→ Directions for this task: Transcribe, word for word and without additions, each line below from the one containing "Every <instance> block" through the one containing "positive clicks: (53, 87)", both ends included.
*** Input for this task Section Begins ***
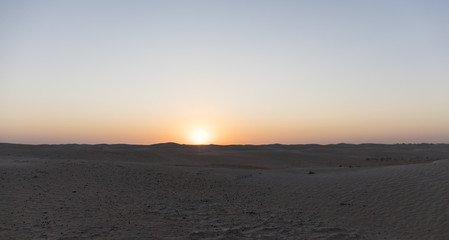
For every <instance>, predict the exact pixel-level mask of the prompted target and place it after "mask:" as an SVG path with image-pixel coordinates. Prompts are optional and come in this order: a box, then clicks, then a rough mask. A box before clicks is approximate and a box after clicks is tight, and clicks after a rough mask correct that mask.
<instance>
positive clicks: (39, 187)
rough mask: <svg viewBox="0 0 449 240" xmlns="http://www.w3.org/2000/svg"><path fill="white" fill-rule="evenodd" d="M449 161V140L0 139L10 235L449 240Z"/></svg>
mask: <svg viewBox="0 0 449 240" xmlns="http://www.w3.org/2000/svg"><path fill="white" fill-rule="evenodd" d="M444 159H449V145H443V144H440V145H434V144H417V145H408V144H405V145H402V144H401V145H373V144H364V145H349V144H339V145H327V146H322V145H291V146H285V145H265V146H214V145H212V146H187V145H178V144H159V145H151V146H129V145H39V146H30V145H11V144H0V180H1V181H0V182H1V184H0V189H1V192H2V198H0V212H1V217H0V236H2V238H4V239H30V238H32V239H79V238H89V239H90V238H93V239H105V238H106V239H148V238H152V239H204V238H207V239H448V237H449V229H448V228H447V223H448V222H449V204H448V203H447V199H449V160H444ZM311 173H313V174H311Z"/></svg>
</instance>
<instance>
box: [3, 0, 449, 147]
mask: <svg viewBox="0 0 449 240" xmlns="http://www.w3.org/2000/svg"><path fill="white" fill-rule="evenodd" d="M448 13H449V1H443V0H441V1H432V0H426V1H422V0H421V1H414V0H404V1H395V0H385V1H358V0H352V1H351V0H348V1H345V0H342V1H335V0H327V1H326V0H319V1H282V0H272V1H263V0H262V1H259V0H253V1H251V0H244V1H242V0H223V1H209V0H203V1H196V0H192V1H166V0H160V1H125V0H123V1H106V0H105V1H95V0H92V1H90V0H89V1H87V0H85V1H84V0H76V1H75V0H73V1H56V0H54V1H31V0H29V1H20V0H11V1H5V0H0V142H14V143H33V144H40V143H130V144H153V143H160V142H178V143H187V144H192V143H193V144H195V143H204V144H206V143H214V144H267V143H284V144H296V143H298V144H301V143H321V144H327V143H339V142H347V143H362V142H374V143H402V142H407V143H410V142H411V143H415V142H435V143H437V142H446V143H447V142H449V24H448V23H449V14H448Z"/></svg>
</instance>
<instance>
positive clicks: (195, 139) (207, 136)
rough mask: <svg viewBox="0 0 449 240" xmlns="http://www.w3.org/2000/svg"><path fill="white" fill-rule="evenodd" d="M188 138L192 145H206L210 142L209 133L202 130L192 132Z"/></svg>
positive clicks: (209, 135) (206, 131)
mask: <svg viewBox="0 0 449 240" xmlns="http://www.w3.org/2000/svg"><path fill="white" fill-rule="evenodd" d="M190 138H191V140H192V142H193V143H194V144H208V143H209V142H210V133H209V132H208V131H206V130H204V129H196V130H194V131H192V133H191V135H190Z"/></svg>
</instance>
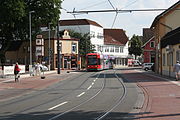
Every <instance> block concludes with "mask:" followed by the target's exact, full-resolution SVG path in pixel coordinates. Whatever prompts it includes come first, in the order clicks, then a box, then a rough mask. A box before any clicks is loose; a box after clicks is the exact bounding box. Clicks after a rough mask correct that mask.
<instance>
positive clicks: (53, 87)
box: [0, 68, 180, 120]
mask: <svg viewBox="0 0 180 120" xmlns="http://www.w3.org/2000/svg"><path fill="white" fill-rule="evenodd" d="M63 77H64V79H63V80H60V81H58V82H55V84H52V85H49V86H48V87H42V88H40V89H38V88H34V89H33V90H30V91H31V92H28V93H26V94H22V95H19V96H18V97H13V98H10V99H7V100H2V101H1V102H0V108H1V109H0V119H1V120H123V119H149V120H152V119H153V120H155V119H157V120H159V119H163V117H165V118H166V117H167V118H173V119H175V120H178V119H179V117H180V116H179V113H178V110H179V107H178V105H179V101H178V99H179V97H180V93H179V91H178V90H179V86H178V85H175V84H173V83H170V82H169V81H168V82H167V81H164V80H163V79H160V78H159V77H156V76H154V77H152V76H150V75H149V74H148V72H145V73H144V71H141V70H139V69H133V68H126V69H114V70H104V71H99V72H78V73H76V74H73V73H69V74H66V75H65V76H63ZM52 78H55V79H58V78H60V77H57V75H56V74H50V75H47V76H46V79H47V80H48V79H52ZM31 79H32V78H31ZM39 79H40V78H39ZM46 79H45V80H46ZM45 80H44V81H45ZM155 80H157V81H155ZM21 81H22V82H23V78H22V80H21ZM152 81H155V83H156V84H157V86H160V85H163V84H164V85H166V88H167V90H170V91H169V93H167V92H166V91H164V92H166V93H167V94H168V95H166V94H165V93H163V89H164V88H163V87H162V89H161V91H159V92H157V91H152V90H151V88H150V87H151V86H153V87H154V86H155V85H154V83H153V82H152ZM34 82H35V81H34ZM159 82H161V83H159ZM6 84H8V83H6ZM16 84H18V83H16ZM19 84H21V83H19ZM147 84H149V85H148V86H147ZM168 85H170V86H169V87H168ZM42 86H43V84H42ZM157 86H155V87H157ZM170 87H171V88H170ZM12 90H16V91H17V89H15V88H14V89H12ZM153 90H157V88H153ZM174 90H175V91H176V92H174ZM149 91H150V92H149ZM1 92H2V91H1ZM154 93H158V95H156V96H153V94H154ZM1 95H2V93H1ZM152 96H153V97H152ZM167 97H170V98H171V99H173V103H172V106H173V105H175V106H176V107H175V108H173V110H174V111H172V112H173V113H172V114H171V113H168V114H164V113H163V110H162V109H164V108H161V111H158V110H157V109H158V107H159V106H158V105H160V104H161V102H160V101H158V100H157V99H160V98H164V100H166V105H167V104H169V103H168V101H167V99H166V98H167ZM154 100H156V103H154V102H153V101H154ZM168 100H170V99H169V98H168ZM157 102H158V103H157ZM170 103H171V102H170ZM153 104H156V107H157V108H155V107H154V106H153ZM169 109H171V108H169ZM153 110H154V111H153ZM153 112H154V113H153ZM155 112H157V113H159V112H160V113H161V115H159V114H157V113H155ZM164 112H165V113H166V112H167V110H165V109H164Z"/></svg>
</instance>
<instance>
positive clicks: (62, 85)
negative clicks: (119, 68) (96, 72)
mask: <svg viewBox="0 0 180 120" xmlns="http://www.w3.org/2000/svg"><path fill="white" fill-rule="evenodd" d="M87 74H89V73H85V74H81V75H79V76H77V77H76V79H74V78H71V79H70V80H67V81H66V82H65V83H62V84H60V85H57V86H56V87H53V88H47V89H46V90H45V91H44V90H43V91H42V92H40V93H38V94H35V95H34V94H33V95H30V96H29V94H28V96H27V97H25V98H23V99H20V100H18V99H17V100H15V101H12V102H10V103H6V104H2V105H0V107H1V108H2V107H5V106H10V105H12V104H18V103H22V102H23V101H26V100H31V99H33V98H34V97H40V96H43V95H44V94H48V93H50V92H52V91H53V90H55V89H57V88H59V87H61V86H64V85H65V84H69V83H70V82H72V81H75V80H77V79H79V78H80V77H82V76H86V75H87ZM90 74H91V75H90V76H89V77H88V78H87V79H85V80H84V81H83V82H82V83H81V84H80V85H79V86H78V87H77V88H75V89H71V90H70V91H69V92H67V93H64V94H63V95H61V96H58V97H57V98H55V99H54V98H53V99H50V100H48V101H45V102H43V103H41V104H38V105H34V106H30V107H28V108H26V109H23V110H21V111H19V112H17V114H20V113H22V112H25V111H28V110H31V109H35V108H37V107H39V106H42V105H45V104H47V103H49V102H53V101H56V100H58V99H62V98H63V97H65V96H68V95H69V94H71V93H72V92H73V91H74V90H78V89H79V88H80V87H81V86H82V85H83V84H84V83H85V82H86V81H87V80H88V79H89V78H90V77H91V76H94V75H95V74H97V73H95V72H93V73H90Z"/></svg>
*** Input for this task Section Ends ***
→ Written response:
Every <instance> block concludes with "mask:" followed by the target's exact, full-resolution SVG path in pixel coordinates. Whatever prompts it includes come first, in the order clicks, then a box, then a rough mask. A box before any clicks is loose; a box after clicks is the exact bounding box. Clicks after a rough mask correct that mask.
<instance>
positive clicks: (53, 87)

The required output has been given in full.